** Given records follows **

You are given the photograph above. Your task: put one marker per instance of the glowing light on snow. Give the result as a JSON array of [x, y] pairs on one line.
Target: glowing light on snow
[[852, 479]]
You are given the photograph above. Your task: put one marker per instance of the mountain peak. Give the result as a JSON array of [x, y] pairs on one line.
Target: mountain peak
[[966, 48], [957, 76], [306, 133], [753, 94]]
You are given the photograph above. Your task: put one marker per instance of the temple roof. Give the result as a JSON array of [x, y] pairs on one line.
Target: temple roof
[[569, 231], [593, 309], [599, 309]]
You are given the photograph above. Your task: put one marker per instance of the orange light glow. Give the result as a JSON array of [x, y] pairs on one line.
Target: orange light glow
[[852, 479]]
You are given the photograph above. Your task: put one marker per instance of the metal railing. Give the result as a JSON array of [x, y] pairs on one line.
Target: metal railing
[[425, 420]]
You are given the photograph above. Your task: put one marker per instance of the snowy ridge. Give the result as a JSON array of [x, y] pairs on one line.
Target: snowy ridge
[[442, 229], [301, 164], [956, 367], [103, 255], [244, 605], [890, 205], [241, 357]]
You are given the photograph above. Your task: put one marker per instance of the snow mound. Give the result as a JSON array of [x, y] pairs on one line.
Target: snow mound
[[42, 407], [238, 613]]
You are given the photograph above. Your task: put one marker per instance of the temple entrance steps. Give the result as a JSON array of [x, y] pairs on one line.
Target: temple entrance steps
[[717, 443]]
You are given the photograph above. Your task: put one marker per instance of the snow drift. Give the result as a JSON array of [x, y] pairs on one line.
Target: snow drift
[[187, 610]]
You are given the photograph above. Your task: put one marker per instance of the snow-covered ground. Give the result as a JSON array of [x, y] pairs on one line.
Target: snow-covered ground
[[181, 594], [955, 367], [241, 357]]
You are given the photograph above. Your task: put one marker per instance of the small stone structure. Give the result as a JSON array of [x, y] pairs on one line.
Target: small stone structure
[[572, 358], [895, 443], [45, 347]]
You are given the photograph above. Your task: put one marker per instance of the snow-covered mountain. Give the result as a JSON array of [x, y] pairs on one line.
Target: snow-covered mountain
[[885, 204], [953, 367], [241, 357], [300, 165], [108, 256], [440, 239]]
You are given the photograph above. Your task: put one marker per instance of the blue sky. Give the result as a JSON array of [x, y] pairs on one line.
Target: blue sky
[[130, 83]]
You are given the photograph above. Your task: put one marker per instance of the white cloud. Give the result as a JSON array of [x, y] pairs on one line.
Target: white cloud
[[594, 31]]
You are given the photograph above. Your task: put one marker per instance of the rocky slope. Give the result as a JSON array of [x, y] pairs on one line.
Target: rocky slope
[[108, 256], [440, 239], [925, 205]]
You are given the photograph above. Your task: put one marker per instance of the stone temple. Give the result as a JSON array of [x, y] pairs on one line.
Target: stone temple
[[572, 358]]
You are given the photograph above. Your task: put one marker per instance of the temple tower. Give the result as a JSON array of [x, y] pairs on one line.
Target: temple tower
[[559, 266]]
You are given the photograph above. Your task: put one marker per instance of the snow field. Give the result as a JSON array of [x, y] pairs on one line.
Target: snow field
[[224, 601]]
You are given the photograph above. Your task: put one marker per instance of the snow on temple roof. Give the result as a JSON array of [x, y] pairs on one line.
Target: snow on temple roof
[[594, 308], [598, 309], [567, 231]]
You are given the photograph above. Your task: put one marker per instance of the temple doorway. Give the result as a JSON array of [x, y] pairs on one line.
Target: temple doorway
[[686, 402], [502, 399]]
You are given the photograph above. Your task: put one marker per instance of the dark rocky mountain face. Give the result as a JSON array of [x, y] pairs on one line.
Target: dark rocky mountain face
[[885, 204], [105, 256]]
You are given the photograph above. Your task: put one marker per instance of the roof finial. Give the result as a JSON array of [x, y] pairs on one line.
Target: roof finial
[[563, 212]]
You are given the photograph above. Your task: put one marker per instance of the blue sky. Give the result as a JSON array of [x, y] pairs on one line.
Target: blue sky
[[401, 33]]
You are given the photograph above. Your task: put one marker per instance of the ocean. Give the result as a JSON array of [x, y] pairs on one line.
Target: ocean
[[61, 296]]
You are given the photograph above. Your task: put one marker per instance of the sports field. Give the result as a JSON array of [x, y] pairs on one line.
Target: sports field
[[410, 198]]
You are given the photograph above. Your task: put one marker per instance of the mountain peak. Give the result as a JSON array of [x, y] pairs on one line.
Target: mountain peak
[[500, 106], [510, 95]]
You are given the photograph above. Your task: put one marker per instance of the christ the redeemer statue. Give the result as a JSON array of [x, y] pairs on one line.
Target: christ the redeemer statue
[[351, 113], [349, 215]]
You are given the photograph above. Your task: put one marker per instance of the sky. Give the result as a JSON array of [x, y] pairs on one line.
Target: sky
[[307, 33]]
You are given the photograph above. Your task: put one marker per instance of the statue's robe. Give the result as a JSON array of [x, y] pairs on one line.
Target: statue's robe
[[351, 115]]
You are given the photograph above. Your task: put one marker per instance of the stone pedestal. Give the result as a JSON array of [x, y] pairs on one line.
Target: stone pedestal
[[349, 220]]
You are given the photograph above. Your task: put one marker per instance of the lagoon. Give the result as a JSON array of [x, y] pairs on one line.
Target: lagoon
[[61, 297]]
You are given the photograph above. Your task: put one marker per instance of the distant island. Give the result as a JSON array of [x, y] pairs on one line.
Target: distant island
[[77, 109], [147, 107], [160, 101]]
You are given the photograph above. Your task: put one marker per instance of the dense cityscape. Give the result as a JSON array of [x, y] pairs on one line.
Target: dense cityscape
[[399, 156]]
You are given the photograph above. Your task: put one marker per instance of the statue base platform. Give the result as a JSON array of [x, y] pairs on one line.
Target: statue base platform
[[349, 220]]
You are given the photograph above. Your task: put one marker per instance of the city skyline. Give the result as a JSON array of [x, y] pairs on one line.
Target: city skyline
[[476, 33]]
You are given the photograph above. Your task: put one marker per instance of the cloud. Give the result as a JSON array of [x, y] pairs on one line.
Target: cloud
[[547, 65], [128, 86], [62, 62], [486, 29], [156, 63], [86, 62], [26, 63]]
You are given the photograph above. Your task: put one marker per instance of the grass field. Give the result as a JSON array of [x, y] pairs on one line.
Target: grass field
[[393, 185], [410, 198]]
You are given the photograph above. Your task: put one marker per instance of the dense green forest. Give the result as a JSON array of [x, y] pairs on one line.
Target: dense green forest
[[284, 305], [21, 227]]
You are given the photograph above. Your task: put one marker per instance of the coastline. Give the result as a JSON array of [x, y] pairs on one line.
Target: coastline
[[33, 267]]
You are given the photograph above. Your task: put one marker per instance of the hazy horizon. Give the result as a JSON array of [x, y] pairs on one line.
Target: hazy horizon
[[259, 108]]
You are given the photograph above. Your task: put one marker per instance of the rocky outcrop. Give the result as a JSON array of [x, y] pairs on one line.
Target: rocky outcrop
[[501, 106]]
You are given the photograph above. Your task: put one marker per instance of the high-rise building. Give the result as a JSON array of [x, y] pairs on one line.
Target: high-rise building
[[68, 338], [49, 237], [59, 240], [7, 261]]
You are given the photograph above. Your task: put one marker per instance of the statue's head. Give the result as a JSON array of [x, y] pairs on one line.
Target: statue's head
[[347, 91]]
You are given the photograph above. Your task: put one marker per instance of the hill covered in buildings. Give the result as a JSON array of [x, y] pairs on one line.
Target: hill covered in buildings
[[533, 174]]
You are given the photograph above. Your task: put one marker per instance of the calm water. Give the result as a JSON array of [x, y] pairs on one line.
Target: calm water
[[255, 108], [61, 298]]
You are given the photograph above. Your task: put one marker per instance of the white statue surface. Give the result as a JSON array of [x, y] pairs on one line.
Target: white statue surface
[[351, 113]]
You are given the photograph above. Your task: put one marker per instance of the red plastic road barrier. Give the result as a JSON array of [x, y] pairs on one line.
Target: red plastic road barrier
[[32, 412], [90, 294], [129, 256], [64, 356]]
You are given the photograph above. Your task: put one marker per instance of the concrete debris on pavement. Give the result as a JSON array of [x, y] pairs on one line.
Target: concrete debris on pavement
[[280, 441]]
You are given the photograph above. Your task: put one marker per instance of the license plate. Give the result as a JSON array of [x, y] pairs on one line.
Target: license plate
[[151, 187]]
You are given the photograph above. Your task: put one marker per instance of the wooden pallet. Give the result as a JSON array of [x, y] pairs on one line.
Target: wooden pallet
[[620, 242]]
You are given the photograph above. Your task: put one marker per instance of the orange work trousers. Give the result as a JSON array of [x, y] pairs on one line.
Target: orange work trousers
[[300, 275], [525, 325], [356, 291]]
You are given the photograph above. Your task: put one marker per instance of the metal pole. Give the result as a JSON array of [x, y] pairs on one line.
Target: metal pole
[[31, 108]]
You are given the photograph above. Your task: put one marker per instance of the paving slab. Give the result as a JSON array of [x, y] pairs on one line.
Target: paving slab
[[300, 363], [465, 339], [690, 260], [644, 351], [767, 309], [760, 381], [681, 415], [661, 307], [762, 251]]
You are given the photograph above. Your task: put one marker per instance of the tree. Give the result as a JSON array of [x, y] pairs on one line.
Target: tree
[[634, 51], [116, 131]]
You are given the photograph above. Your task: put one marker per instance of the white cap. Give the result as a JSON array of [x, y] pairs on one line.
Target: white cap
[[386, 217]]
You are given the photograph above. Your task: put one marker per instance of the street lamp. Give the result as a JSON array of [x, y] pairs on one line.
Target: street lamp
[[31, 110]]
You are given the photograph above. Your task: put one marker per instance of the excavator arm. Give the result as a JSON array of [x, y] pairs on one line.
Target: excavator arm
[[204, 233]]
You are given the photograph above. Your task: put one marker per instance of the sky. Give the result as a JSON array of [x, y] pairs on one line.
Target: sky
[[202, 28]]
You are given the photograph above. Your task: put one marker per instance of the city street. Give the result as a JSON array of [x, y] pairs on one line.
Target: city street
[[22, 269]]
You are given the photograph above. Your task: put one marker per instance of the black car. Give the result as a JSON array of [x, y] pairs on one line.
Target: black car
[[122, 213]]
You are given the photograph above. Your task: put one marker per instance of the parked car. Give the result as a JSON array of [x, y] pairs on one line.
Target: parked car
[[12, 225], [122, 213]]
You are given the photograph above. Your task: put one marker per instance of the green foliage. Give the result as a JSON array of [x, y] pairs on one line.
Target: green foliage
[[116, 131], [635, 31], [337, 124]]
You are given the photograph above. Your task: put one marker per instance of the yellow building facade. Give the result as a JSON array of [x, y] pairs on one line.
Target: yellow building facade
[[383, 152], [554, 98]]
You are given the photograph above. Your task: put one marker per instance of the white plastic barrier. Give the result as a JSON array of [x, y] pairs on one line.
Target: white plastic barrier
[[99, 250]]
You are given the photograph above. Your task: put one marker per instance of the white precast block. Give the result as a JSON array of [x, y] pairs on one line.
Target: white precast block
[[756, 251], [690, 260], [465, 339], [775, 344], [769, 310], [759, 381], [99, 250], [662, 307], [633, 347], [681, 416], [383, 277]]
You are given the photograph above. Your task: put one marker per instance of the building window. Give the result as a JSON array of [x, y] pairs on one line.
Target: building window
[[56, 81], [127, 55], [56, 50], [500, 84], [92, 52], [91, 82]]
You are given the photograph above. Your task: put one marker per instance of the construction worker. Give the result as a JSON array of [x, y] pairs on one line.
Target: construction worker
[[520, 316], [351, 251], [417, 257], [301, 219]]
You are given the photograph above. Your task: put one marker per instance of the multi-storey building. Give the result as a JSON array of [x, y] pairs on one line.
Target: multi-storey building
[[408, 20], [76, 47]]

** End of Given records **

Your instructions: Write out exactly the lines that run from the one containing "of the building" to the end of the records, both end lines included.

Exercise answer:
You are given the photograph above. Your task: put one marker per instance of the building window. Give the result as a JSON array of [x, y] pairs on one line.
Target: building window
[[56, 81], [127, 55], [56, 50], [500, 84], [92, 52], [91, 82]]
You are given the photograph above. Your task: put one marker per instance of the construction worker. Give the result as a JSON array of [x, y] pairs on one line.
Target: construction worker
[[520, 316], [351, 251], [417, 257], [301, 219]]
You are given the photograph above. Your task: put one marker per instance of the multi-storey building. Give the result as a JSON array of [x, y] pairs on one line.
Target: multi-storey building
[[408, 20], [76, 47]]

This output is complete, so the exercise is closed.